We’ve provided two forms of this data. The first method creates an old-fashioned ArrayList (which we’ll use later), and the last method converts this to a standard array. We’ve provided an override of the ToString() method as well so that we can print out each prime minister neatly.

A simple starting point is some LINQ code that just prints out the entire list of prime ministers. We can do this using a query expression as follows:

      PrimeMinisters[] primeMinisters = PrimeMinisters.GetPrimeMinistersArray();
      IEnumerable<PrimeMinisters> pmList = from pm in primeMinisters
                                           select pm;
      foreach (PrimeMinisters pm in pmList)
      {
        Console.WriteLine(pm);
      }

We retrieve the array using the static method GetPrimeMinistersArray(). Remember that a C# array already implements IEnumerable<T>, so we can use it directly in a LINQ query. The query begins with a ‘from’ command. The clause ‘from pm in primeMinisters’ means that each element of the primeMinisters array will be examined, and the element is referred to as ‘pm’ while it’s being examined. The ‘select’ clause says what is to be returned, or yielded, in response to each element passed to it. In this case, we simply return pm for each pm passed to it, so we get a sequence of PrimeMinisters objects as the result of the query. Note that we’ve declared the result of the query as ‘pmList’, which is of type IEnumerable<PrimeMinisters>. Of course, since this is an interface, it doesn’t tell you the actual data type of the sequence that is returned by the query. You can find this type by stepping through the code using the debugger, and it turns out to be something quite unfriendly (in my case {System.Linq.Enumerable.WhereSelectArrayIterator<LinqObjects01.PrimeMinisters,LinqObjects01.PrimeMinisters>}). This shouldn’t cause any problems since the IEnumerable<T> interface provides enough methods to allow you to use the data in pretty well any way you like.

The output from this code is:

1. John Macdonald (Conservative)
2. Alexander Mackenzie (Liberal)
3. John Abbott (Conservative)
4. John Thompson (Conservative)
5. Mackenzie Bowell (Conservative)
6. Charles Tupper (Conservative)
7. Wilfrid Laurier (Liberal)
8. Robert Borden (Conservative)
9. Arthur Meighen (Conservative)
10. William Mackenzie King (Liberal)
11. Richard Bennett (Conservative)
12. Louis St. Laurent (Liberal)
13. John Diefenbaker (Conservative)
14. Lester Pearson (Liberal)
15. Pierre Trudeau (Liberal)
16. Joe Clark (Conservative)
17. John Turner (Liberal)
18. Brian Mulroney (Conservative)
19. Kim Campbell (Conservative)
20. Jean Chrétien (Liberal)
21. Paul Martin (Liberal)
22. Stephen Harper (Conservative)

As mentioned above, we can also write this query using standard method notation. We get:

      IEnumerable<PrimeMinisters> pmList2 = primeMinisters.Select(pm => pm);
      foreach (PrimeMinisters pm in pmList2)
      {
        Console.WriteLine(pm);
      }

This form reveals the underlying structure of the query expression. Select() is actually an extension method with prototype

public static IEnumerable<S> Select<T, S>(
  this IEnumerable<T> source,
  Func<T, S> selector);

Select() takes a source argument of type IEnumerable<T> (which is primeMinisters in our example) and a selector which is a Func that specifies what should be returned for each element in source. We’ve used a lambda expression to provide the selector. In this case, the selector just returns the same object that was passed to it. This means that the return data type S is the same as the source data type T (they are both of type PrimeMinisters).

┄┄┄┄┄┄┄┄┄┄

» **Given exercise 1**
How many lines of the listing contain the string "grass" if you count with case mattering? Reply with the number alone.
The LINQ tutorial and the listing have no connection to each other.

┄┄┄┄┄┄┄┄┄┄

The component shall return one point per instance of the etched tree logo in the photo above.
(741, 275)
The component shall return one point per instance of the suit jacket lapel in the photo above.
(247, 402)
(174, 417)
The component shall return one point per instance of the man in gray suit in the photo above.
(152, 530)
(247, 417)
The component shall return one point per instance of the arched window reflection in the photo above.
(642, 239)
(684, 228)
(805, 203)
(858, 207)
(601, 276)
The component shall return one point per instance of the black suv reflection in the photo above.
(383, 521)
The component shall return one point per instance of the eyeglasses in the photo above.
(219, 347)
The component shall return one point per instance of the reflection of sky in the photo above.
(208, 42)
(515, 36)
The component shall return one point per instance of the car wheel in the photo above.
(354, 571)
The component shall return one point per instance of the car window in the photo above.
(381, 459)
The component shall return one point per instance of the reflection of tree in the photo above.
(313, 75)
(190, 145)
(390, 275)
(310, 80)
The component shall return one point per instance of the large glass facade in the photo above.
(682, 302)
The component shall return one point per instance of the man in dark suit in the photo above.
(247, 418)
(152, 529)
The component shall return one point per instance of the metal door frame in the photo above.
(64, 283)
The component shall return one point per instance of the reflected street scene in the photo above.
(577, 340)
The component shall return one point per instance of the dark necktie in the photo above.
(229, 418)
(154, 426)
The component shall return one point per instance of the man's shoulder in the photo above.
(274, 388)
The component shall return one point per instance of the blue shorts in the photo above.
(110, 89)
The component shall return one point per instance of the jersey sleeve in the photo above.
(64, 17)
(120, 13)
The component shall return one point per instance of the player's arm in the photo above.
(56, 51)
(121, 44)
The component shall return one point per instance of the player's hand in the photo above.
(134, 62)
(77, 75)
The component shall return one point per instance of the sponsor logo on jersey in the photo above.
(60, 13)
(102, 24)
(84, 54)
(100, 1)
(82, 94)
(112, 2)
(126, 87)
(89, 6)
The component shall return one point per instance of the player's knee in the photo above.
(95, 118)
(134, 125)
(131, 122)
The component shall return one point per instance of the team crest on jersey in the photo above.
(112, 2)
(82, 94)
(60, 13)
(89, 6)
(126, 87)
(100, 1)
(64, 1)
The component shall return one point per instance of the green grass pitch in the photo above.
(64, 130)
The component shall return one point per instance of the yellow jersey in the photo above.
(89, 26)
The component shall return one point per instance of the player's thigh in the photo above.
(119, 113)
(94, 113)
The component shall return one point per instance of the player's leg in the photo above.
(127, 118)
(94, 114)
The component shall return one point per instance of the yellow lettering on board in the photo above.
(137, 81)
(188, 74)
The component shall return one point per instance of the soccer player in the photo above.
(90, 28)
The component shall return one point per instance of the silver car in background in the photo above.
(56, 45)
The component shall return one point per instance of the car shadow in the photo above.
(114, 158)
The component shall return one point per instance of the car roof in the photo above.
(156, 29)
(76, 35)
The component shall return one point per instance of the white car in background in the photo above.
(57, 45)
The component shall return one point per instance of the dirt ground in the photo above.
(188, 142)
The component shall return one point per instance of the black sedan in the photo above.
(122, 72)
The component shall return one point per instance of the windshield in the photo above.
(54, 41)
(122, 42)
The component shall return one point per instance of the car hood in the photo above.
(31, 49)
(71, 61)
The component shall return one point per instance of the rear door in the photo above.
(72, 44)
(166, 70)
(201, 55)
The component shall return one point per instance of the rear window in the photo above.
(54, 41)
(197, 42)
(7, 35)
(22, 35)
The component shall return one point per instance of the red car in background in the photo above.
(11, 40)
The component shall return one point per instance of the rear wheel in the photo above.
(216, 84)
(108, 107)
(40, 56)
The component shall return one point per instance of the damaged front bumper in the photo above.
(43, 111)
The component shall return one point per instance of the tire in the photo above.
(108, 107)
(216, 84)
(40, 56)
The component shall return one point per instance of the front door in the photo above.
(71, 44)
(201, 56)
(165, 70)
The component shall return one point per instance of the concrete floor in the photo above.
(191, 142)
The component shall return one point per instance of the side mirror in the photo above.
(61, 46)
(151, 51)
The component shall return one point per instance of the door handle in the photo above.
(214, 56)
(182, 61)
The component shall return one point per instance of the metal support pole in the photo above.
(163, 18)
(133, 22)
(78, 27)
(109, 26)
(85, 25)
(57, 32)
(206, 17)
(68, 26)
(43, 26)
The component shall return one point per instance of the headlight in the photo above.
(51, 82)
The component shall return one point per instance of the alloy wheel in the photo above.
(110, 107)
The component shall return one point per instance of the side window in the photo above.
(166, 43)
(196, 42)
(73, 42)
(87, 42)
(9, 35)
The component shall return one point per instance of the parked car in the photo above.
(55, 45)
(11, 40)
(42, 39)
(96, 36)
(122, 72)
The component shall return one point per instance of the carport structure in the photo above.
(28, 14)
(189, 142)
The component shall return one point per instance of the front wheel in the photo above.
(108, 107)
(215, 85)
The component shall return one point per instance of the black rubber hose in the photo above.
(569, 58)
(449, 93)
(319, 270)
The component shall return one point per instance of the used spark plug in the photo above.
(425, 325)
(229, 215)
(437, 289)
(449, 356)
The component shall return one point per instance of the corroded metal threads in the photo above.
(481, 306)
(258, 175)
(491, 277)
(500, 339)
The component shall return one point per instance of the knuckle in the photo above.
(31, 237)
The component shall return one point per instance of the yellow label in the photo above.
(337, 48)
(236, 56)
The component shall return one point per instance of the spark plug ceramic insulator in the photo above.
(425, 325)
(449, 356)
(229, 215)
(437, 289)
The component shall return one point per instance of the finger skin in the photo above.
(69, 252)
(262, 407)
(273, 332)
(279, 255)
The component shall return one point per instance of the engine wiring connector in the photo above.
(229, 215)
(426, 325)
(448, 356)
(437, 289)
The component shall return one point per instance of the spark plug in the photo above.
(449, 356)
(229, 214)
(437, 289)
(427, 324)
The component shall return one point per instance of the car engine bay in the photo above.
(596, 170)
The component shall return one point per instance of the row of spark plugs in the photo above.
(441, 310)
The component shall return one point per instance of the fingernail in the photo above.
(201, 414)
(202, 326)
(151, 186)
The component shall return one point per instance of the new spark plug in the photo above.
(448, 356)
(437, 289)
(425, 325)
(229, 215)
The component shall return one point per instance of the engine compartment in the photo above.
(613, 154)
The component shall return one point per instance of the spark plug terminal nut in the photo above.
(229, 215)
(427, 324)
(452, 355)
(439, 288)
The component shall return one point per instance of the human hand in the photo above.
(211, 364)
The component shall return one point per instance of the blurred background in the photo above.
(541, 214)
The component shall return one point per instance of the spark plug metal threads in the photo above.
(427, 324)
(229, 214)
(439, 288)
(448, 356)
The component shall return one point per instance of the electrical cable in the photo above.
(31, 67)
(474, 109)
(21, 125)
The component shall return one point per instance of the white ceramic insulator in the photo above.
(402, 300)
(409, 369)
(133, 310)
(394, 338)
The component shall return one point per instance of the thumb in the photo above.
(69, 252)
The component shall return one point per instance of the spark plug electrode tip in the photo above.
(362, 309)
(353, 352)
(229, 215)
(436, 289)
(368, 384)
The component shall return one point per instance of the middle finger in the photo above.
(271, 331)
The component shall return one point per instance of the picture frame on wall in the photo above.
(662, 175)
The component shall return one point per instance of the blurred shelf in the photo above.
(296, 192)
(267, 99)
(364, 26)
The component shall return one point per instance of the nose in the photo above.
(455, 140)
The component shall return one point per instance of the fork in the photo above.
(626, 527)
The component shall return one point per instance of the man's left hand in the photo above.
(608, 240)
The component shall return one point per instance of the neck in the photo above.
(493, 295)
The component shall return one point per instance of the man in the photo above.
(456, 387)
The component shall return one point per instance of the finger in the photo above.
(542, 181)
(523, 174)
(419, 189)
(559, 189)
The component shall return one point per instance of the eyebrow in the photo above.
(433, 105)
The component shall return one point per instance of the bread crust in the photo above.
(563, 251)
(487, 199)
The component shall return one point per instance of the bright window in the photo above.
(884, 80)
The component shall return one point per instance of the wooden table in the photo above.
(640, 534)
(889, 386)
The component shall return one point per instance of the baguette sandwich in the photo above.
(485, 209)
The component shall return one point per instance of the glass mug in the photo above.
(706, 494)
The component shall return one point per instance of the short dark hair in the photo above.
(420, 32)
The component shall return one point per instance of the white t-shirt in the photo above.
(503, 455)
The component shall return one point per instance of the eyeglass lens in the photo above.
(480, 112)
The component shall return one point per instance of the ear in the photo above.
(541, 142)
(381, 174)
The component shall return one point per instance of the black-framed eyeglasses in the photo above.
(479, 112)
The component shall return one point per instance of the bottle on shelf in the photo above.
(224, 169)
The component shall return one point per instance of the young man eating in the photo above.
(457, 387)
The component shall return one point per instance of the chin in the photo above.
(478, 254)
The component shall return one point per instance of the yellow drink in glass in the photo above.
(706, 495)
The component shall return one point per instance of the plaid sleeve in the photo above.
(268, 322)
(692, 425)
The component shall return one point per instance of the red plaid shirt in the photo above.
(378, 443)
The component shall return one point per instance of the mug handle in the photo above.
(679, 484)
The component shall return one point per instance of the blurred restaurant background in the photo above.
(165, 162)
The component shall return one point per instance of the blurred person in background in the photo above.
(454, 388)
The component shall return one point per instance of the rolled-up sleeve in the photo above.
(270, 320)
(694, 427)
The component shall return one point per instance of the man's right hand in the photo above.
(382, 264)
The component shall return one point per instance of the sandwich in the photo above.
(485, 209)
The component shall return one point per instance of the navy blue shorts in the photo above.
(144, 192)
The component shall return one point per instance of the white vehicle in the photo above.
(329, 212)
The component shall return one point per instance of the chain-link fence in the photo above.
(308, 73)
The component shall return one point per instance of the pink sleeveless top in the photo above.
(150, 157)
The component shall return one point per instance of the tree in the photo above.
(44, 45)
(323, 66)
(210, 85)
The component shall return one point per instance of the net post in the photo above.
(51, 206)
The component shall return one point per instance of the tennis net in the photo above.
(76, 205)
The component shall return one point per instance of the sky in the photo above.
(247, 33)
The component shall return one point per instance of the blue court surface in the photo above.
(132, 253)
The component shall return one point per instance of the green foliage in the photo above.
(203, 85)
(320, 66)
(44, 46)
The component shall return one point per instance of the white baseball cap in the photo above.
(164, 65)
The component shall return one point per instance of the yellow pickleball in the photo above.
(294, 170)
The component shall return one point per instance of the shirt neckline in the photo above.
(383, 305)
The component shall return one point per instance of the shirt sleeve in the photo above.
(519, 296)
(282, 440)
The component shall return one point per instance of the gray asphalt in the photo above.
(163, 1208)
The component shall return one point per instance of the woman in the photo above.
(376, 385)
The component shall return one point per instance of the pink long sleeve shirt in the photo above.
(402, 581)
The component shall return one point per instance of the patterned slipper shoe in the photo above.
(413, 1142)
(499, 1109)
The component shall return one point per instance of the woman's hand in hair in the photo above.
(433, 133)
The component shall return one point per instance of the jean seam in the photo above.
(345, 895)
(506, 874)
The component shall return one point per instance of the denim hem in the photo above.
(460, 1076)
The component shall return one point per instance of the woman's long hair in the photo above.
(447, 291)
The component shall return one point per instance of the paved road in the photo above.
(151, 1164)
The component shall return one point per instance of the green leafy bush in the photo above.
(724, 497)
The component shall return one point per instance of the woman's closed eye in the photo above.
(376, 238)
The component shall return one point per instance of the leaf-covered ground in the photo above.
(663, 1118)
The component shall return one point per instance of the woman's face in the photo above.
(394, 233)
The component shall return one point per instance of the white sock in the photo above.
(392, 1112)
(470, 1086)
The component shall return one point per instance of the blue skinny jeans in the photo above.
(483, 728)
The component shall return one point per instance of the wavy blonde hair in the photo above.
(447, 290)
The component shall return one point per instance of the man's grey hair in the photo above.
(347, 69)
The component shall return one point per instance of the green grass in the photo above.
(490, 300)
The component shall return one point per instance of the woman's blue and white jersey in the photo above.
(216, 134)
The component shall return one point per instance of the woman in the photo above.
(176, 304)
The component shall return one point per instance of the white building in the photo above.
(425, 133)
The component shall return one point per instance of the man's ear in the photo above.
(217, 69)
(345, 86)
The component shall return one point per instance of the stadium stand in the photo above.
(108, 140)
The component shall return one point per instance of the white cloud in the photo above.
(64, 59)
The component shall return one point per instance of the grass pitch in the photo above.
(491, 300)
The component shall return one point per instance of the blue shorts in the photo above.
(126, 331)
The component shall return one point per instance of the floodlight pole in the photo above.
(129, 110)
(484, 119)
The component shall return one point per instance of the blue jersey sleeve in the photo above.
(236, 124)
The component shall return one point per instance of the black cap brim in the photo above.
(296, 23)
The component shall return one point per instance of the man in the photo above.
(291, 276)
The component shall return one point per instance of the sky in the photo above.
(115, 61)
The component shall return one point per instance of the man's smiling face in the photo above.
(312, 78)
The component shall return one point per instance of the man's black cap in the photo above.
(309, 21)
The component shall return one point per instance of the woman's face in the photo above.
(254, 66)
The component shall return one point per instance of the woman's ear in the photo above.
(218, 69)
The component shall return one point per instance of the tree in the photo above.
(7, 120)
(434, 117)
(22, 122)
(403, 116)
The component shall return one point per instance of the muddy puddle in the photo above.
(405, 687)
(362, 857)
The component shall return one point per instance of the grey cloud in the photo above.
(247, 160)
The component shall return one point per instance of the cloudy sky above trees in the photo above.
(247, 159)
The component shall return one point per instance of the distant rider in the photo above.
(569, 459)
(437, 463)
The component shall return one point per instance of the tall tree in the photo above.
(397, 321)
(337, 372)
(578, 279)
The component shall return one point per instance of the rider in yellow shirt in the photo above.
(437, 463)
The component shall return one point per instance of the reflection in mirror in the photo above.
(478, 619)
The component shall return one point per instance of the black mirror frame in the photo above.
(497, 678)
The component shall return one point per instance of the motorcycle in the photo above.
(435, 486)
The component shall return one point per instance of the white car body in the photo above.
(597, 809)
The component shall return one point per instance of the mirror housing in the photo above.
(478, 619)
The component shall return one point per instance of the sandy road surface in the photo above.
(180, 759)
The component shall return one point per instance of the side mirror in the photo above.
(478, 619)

┄┄┄┄┄┄┄┄┄┄

» **Given exercise 2**
In the LINQ tutorial, what type is the query result pmList declared as?

» **Full answer 1**
3

» **Full answer 2**
IEnumerable<PrimeMinisters>